** Source data follows **

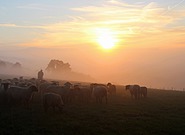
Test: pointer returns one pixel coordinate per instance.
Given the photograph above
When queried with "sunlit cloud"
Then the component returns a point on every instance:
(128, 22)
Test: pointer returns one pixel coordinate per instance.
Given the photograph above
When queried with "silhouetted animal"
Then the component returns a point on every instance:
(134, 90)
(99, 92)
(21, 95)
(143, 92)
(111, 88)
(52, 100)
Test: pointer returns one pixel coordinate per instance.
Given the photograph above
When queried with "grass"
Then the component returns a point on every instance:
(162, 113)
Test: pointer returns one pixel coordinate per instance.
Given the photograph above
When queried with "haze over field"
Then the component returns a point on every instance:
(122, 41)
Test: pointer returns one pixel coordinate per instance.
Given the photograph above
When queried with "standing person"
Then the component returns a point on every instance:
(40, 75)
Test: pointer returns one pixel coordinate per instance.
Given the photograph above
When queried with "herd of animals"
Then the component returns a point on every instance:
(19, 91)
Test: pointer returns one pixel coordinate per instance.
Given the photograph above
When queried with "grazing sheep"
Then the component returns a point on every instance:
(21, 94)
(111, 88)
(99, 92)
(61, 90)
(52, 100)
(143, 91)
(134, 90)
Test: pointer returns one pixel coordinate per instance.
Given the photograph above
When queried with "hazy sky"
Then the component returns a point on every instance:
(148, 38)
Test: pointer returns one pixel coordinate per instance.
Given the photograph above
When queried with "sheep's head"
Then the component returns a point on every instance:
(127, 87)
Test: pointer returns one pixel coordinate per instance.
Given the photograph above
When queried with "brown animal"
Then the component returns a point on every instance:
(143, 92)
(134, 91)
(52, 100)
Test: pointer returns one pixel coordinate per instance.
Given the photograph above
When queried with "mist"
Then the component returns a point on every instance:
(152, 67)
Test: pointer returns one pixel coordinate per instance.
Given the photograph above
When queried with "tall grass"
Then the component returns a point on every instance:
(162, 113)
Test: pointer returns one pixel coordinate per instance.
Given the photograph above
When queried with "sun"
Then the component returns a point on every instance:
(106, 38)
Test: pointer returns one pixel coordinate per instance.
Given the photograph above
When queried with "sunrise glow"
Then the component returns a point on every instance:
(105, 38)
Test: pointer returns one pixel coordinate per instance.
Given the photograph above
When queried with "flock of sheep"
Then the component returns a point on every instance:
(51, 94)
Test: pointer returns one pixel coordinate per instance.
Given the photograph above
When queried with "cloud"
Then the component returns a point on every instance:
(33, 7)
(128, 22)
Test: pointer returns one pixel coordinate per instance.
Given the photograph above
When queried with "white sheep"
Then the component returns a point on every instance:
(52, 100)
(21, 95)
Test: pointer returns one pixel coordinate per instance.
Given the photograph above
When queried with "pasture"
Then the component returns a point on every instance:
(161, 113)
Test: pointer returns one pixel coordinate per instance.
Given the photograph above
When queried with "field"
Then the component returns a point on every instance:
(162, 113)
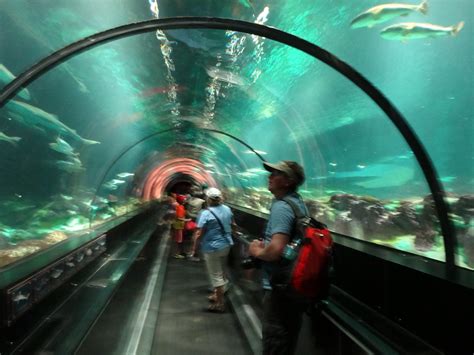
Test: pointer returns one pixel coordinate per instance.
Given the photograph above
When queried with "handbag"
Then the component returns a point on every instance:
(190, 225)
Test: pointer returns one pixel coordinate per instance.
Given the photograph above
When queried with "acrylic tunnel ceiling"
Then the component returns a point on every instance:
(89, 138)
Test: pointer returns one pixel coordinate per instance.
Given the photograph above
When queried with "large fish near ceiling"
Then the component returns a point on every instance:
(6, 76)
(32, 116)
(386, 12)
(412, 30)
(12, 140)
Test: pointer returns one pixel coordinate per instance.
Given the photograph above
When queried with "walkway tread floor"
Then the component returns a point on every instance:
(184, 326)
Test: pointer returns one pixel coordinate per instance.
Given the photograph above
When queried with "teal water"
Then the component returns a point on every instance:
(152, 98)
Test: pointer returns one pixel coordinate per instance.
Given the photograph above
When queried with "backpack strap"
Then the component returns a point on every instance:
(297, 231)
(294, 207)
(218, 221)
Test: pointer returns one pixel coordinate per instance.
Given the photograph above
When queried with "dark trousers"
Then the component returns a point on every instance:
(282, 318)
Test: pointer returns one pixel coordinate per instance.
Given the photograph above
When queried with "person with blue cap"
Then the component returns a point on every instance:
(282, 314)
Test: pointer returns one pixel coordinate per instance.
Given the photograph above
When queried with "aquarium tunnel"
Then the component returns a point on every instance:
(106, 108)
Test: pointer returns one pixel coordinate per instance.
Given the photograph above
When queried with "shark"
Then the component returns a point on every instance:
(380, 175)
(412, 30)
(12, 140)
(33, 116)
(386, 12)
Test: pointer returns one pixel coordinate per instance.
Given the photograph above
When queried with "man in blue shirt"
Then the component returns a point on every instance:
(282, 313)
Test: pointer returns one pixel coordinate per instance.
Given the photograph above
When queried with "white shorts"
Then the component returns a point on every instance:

** End of Source data **

### Requirement
All text in the material above must be written out exactly; the images are to be skipped.

### Task output
Test: pointer returns one pixel coordinate per instance.
Given the photograph above
When queried with "sunlit cloud"
Then the component returns a point on every instance:
(128, 22)
Test: pointer returns one pixel coordinate per instance.
Given the photograph above
When queried with "silhouetted animal"
Then the component returns a point on every instance:
(134, 90)
(99, 92)
(21, 95)
(143, 92)
(111, 88)
(52, 100)
Test: pointer returns one pixel coordinate per instance.
Given the photograph above
When queried with "grass"
Then the component returns a point on every instance:
(162, 113)
Test: pointer returns one pixel coordinate per instance.
Given the photograph above
When queried with "haze over field"
Then the component returns a point on every instance:
(122, 41)
Test: pointer returns one pixel coordinate per instance.
Given the photograph above
When queried with "standing person"
Then the component returns a point on every instance:
(40, 75)
Test: pointer returns one pixel coordinate per instance.
Given the photograph above
When queried with "herd of animals"
Then the component returns a point on every instance:
(19, 91)
Test: pointer returns one pixel coordinate per instance.
Given the photograph above
When queried with "grazing sheep"
Then the component returns a point on every instance:
(21, 94)
(111, 88)
(99, 92)
(61, 90)
(52, 100)
(143, 91)
(134, 90)
Test: pointer returns one pixel coordinate per instance.
Given the photograph above
When queried with "hazy sky"
Then the component returns a point on every instance:
(148, 38)
Test: pointer returns one pixel coordinate per instance.
Given the photograph above
When queried with "sheep's head"
Then the component returns a point on every instance:
(127, 87)
Test: pointer returns one pixel coordinate per instance.
Given the photograph above
When queried with "brown animal"
Then the component returns a point on every instance:
(143, 92)
(134, 91)
(52, 100)
Test: pointer returns one pixel coordinate per instance.
Given the photograph above
When queried with "mist"
Then the component returns a point on every instance:
(152, 67)
Test: pointer returns one pixel coordinate per instance.
Given the photograph above
When queried with "tall grass"
Then the component returns a point on every instance:
(162, 113)
Test: pointer returns one pixel coordinate per instance.
Given the photograph above
When queried with "sun"
Then the component returns a point on every instance:
(106, 38)
Test: pointer returns one pixel coordinate per instance.
Given the photograph above
When queried with "sunrise glow"
Then the component returns a point on every instance:
(105, 38)
Test: pointer returns one pixel coordinate per instance.
Given the photograph above
When queried with "flock of sheep"
Then the component returns a point on every instance:
(51, 94)
Test: pointer returns one pixel coordinate per instance.
Given the photograph above
When queried with "cloud"
Then the component returns a point on every instance:
(33, 7)
(128, 22)
Test: pointer returns one pixel coordinate per instance.
Given the photograph above
When queried with "white sheep"
Then the component returns a point on every instance:
(52, 100)
(21, 95)
Test: pointer returns one pixel coordinate per instance.
Given the photograph above
When queried with "pasture"
Then the component returns a point on every instance:
(161, 113)
Test: pointer returns one pixel coordinate per instance.
Given the photograph above
When queried with "field"
Then the component returns a point on every instance:
(162, 113)
Test: pointer returns one pixel coordinate per instance.
Given the photograph above
When queried with "handbag"
Then the component returns a point on every instance:
(190, 225)
Test: pointer returns one pixel coordinate per instance.
Given the photograph above
When queried with "acrylic tunnel ceiling"
Then the component returns a point on every instance:
(89, 138)
Test: pointer returns one pixel coordinate per instance.
Given the photograph above
When queried with "large fish near ceiling"
Then the component returns a point on every instance:
(6, 76)
(32, 116)
(386, 12)
(412, 30)
(12, 140)
Test: pointer returns one pixel coordinate per instance.
Given the photograph above
When queried with "walkway tread floor"
Then the component returns a point on every instance:
(184, 326)
Test: pointer returns one pixel coordinate per instance.
Given the photograph above
When queried with "teal water"
Then the component returns a point on every instance:
(152, 98)
Test: pointer returns one pixel coordinate per instance.
Given the photograph above
When queried with "backpack strap"
Then the component returns a point on every instance:
(297, 231)
(294, 207)
(218, 221)
Test: pointer returns one pixel coordinate per instance.
Given the photograph above
When queried with "dark trousers"
Then the component returns a point on every instance:
(282, 318)
Test: pointer returns one pixel coordinate per instance.
Given the photograph above
When queried with "person with blue cap"
Then the component returns a point on every instance:
(282, 314)
Test: pointer returns one pixel coordinate per instance.
Given the photograph above
When queried with "aquarium tunnel"
Then the component returns a point on every instance:
(106, 108)
Test: pointer returns one pixel coordinate per instance.
Given the photograph above
When queried with "shark"
Then the component returns a point on every instance:
(380, 175)
(412, 30)
(12, 140)
(33, 116)
(386, 12)
Test: pointer returns one pixel coordinate per instance.
Given the photograph above
When queried with "man in blue shirt"
Then the component returns a point on every instance:
(282, 313)
Test: pointer returns one pixel coordinate per instance.
Given the photograph above
When queried with "white shorts"
Then the component returns a point on every instance:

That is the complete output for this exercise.